Region annotation items
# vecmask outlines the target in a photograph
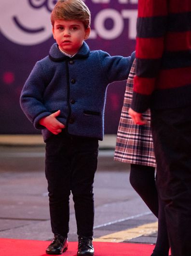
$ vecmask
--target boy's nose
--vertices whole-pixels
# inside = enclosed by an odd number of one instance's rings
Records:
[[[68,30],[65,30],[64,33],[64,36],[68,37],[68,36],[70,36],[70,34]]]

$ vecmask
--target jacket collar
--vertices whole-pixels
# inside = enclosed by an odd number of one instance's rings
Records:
--
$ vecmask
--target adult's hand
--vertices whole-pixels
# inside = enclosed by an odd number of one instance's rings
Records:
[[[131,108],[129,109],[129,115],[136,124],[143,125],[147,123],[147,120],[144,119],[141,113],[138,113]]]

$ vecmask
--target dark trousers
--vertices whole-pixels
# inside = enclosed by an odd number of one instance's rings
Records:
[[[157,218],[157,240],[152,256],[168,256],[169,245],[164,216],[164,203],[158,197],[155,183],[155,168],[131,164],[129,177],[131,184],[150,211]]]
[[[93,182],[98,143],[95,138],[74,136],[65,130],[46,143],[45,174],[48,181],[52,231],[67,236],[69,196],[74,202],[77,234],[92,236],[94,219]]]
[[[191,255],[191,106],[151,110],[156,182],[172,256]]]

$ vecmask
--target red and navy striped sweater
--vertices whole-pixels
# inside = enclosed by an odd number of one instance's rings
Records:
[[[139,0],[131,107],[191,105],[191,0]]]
...
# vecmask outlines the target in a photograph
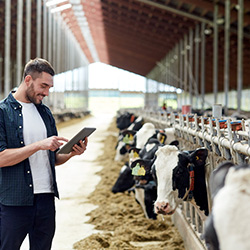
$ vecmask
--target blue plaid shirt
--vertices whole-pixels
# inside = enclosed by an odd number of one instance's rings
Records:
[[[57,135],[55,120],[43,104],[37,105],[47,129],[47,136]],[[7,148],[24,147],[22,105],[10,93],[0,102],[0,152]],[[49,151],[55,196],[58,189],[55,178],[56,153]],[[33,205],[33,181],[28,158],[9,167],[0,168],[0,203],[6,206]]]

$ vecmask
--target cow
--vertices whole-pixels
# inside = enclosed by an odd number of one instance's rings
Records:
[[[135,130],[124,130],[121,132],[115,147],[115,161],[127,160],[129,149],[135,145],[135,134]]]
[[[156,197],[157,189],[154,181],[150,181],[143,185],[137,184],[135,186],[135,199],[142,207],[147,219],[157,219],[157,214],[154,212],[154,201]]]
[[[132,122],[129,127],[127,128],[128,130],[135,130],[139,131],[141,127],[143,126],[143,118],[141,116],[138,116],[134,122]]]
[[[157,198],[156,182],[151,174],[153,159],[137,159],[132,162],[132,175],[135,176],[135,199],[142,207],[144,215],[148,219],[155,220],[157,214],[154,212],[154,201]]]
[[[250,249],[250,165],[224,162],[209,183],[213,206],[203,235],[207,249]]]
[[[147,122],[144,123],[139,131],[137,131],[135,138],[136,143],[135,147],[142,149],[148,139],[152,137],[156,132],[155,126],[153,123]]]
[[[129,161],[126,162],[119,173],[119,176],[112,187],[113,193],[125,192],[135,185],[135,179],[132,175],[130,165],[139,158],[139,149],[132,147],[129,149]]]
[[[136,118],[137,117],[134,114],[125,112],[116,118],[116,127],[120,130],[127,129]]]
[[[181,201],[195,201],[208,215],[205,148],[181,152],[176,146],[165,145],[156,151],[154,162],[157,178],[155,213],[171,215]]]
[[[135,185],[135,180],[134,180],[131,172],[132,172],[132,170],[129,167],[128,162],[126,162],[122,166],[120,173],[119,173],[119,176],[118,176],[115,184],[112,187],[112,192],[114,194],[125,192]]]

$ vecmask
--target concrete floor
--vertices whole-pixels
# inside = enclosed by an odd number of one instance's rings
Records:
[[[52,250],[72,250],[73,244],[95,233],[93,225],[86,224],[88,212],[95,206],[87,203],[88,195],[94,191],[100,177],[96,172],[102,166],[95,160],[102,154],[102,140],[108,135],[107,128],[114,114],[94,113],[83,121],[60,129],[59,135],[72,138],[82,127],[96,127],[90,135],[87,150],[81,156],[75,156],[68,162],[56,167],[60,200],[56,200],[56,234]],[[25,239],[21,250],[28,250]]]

[Aim of the task]
Please extract each line of the records that contains the string "target", copying every such line in full.

[Result]
# vecmask outlines the target in a photograph
--target boy's nose
--target jacket collar
--target adult's hand
--target dark trousers
--target red and navy striped sweater
# vecmask outlines the target in a photograph
--target blue plaid shirt
--target cow
--target concrete floor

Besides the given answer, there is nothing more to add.